**Exercise set:**
A: In the forum thread about the slow C6711 board, how many cycles per assembly statement does the Profiler Clock show during single-stepping?
B: Pick up the forum thread about the slow C6711 board after its last line and keep it going.

"Michael Kedem"  writes:

> Hi
> My C6711, which runs on a custom board, runs way too slow.
> My peripherals include one asynchronous device (a PAL) and one SDRAM.
> 
> The Profiler Clock shows 6 cycles/ASM statement when single-stepping.
> However, when not single-stepping, instruction timings are even worse.
> 
> I thought this was a cache problem, so I configured the system to work
> without an L2 cache - this did not seem to make a difference.
> 
> When looking at data fetches from SDRAM on a logic analyzer,
> the Read and Write cycles look perfectly normal. But when looping
> on an instruction that repeatedly READs from a constant address in SDRAM,
> there are about 500 ns between reads, which are about 50 cycles/instruction.
> (to make sure there is no looping overhead, I unrolled the loop).
> 
> Any pointers or advice ?
> 

Are your EMIF settings correct?  50 cycles sounds like a very long
time though - even if they're wrong!

Is the code in SDRAM as well as the data?

**Dataset content:**
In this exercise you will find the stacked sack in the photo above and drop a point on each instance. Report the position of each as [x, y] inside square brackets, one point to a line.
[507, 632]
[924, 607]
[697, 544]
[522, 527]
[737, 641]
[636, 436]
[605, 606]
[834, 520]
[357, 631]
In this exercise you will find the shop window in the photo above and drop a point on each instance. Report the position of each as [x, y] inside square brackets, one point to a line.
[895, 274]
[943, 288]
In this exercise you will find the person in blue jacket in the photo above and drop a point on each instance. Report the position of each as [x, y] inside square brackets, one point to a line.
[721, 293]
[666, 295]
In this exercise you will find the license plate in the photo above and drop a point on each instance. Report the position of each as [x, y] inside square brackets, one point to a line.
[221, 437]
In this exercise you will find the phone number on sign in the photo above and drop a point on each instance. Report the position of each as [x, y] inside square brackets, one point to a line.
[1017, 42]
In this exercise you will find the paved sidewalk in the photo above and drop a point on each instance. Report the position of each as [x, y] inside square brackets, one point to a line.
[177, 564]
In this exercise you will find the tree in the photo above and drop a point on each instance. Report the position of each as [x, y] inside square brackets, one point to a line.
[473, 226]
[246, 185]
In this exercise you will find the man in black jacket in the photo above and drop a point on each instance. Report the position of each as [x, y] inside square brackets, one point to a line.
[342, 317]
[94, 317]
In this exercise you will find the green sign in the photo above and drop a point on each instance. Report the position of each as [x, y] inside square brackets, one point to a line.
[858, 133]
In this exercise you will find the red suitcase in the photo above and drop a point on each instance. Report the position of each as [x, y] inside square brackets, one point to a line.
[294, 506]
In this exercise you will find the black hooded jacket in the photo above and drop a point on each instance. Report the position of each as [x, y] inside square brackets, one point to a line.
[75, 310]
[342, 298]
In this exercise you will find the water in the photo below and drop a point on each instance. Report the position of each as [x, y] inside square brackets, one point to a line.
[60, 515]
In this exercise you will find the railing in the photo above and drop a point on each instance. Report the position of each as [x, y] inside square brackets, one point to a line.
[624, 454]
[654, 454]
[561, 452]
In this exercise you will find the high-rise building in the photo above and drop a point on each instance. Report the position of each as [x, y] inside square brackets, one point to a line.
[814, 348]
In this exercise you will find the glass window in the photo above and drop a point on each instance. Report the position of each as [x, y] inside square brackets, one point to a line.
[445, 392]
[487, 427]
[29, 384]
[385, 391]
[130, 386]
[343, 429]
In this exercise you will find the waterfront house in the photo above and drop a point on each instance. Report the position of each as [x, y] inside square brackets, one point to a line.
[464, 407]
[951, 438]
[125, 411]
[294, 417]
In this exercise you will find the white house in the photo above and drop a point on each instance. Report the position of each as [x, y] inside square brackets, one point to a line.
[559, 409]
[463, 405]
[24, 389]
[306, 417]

**Responses per task:**
A: 6 cycles per ASM statement.

B:
Does the assembly code for your continuous loop looks like you might
expect?

Cheers,
Martin

-- 
martin.j.thompson@trw.com
TRW Conekt, Solihull, UK
http://www.trw.com/conekt

howard@zaxcom.com (howy) writes:

> > My C6711, which runs on a custom board, runs way too slow.
> > My peripherals include one asynchronous device (a PAL) and one SDRAM.
> > Michael Kedem
> 
> I woud like to know more about this too. I have a custom 6713 board
> and it does run pretty damn fast as long as the cache is enabled
> (32bit sdram, many 16 bit peripherals including 1/4 vga color LCD
> touch screen and full blown graphical user interface). However when
> the cache is turned off I get a 50X reduction (yes 50 times) in
> overall performance. This was also true of the 6711 DSK board.
> 
> Mye regular program with the cache enabled can update the screen at 60
> frames per second. I wrote a simple loop to fill the screen with
> pixels which takes (320*240)/2=38400 16bit transfers at 200ns each.
> With the cache disabled it can only fill the screen at a rate of 1 or
> 2 frames per second! Changing the wait states of the LCD controller
> from 200ns to 1000ns made little difference in performance. Therefore
> I was under the impression that since the DSP's instructions are up to
> 256 bits wide, that the DSP is starved by the SDRAM. But maybe there
> is something more to it than that. I recall seeing that you can get
> more than 12 wait states for every out of page SDRAM access, but I
> never measured it on my board.
> 

As an aside, remember the L1 cache is always enabled for program RAM.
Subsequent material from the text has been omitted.